◆ TEXT EXCERPT:
The Beatles - A Day in The Life: March 21, 1967

Recording, mixing, editing: Getting Better, Lovely Rita

This session saw work continue on two Sgt. Pepper songs: Getting Better and Lovely Rita. It was perhaps more notable for being the one time when John Lennon took LSD in the recording studio.

Visitors to the studio on this occasion included music publisher Dick James, NEMS employee Peter Brown, and Ivan Vaughan, who had introduced John Lennon and Pal McCartney for the first time on July 6, 1957.

Also present was journalist and writer Hunter Davies, who had recently been commissioned to write The Beatles' authorised biography. His book, simply titled The Beatles, was published in September 1968 and documented a number of recording and songwriting sessions for the Sgt Pepper album.

The backing track for Getting Better had been recorded on March 9th and 10th, Ringo Starr was not needed on this evening so didn't attend.

The session began with a playback of the progress so far. McCartney was the most actively-engaged of the group, discussing with balance engineer Geoff Emerick on how the song should sound.

◆ DATA PROVIDED:
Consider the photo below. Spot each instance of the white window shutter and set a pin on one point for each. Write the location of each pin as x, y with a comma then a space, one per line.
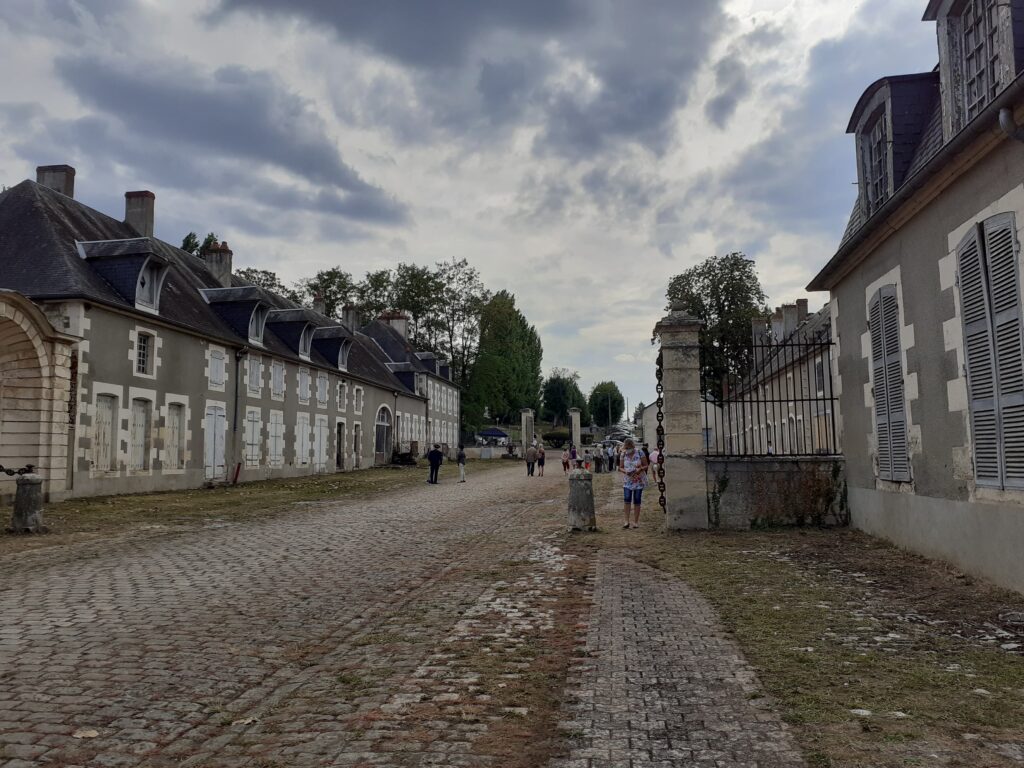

◆ INSTRUCTIONS TO FOLLOW: Continue the account of the Beatles' March 21, 1967 recording session from its final sentence.

◆ ANSWER:
Two reduction mixes, numbered 13 and 14, were made to free space on the four-track tape. These mixes put the 9 March rhythm track and the tambura on one track, and bass guitar and drum overdubs on track two.

George Harrison and Ivan [Vaughan] went off to chat in a corner, but Paul and John listened carefully. Paul instructed the technician on which levers to press, telling him what he wanted, how it should be done, which bits he liked best. George Martin looked on, giving advice where necessary. John stared into space...

They played the backing track of It's Getting Better [sic] for what seemed like the hundredth time, but Paul said he wasn't happy about it. They'd better get Ringo in and they would do it all again. Someone went to ring for Ringo.

Peter Brown arrived... They played him the backing track of It's Getting Better. As it was being played, Paul talked to one of the technicians and told him to try yet a different sound mix. He did so and Paul said that was much better. It would do. They didn't need to bring Ringo in now after all.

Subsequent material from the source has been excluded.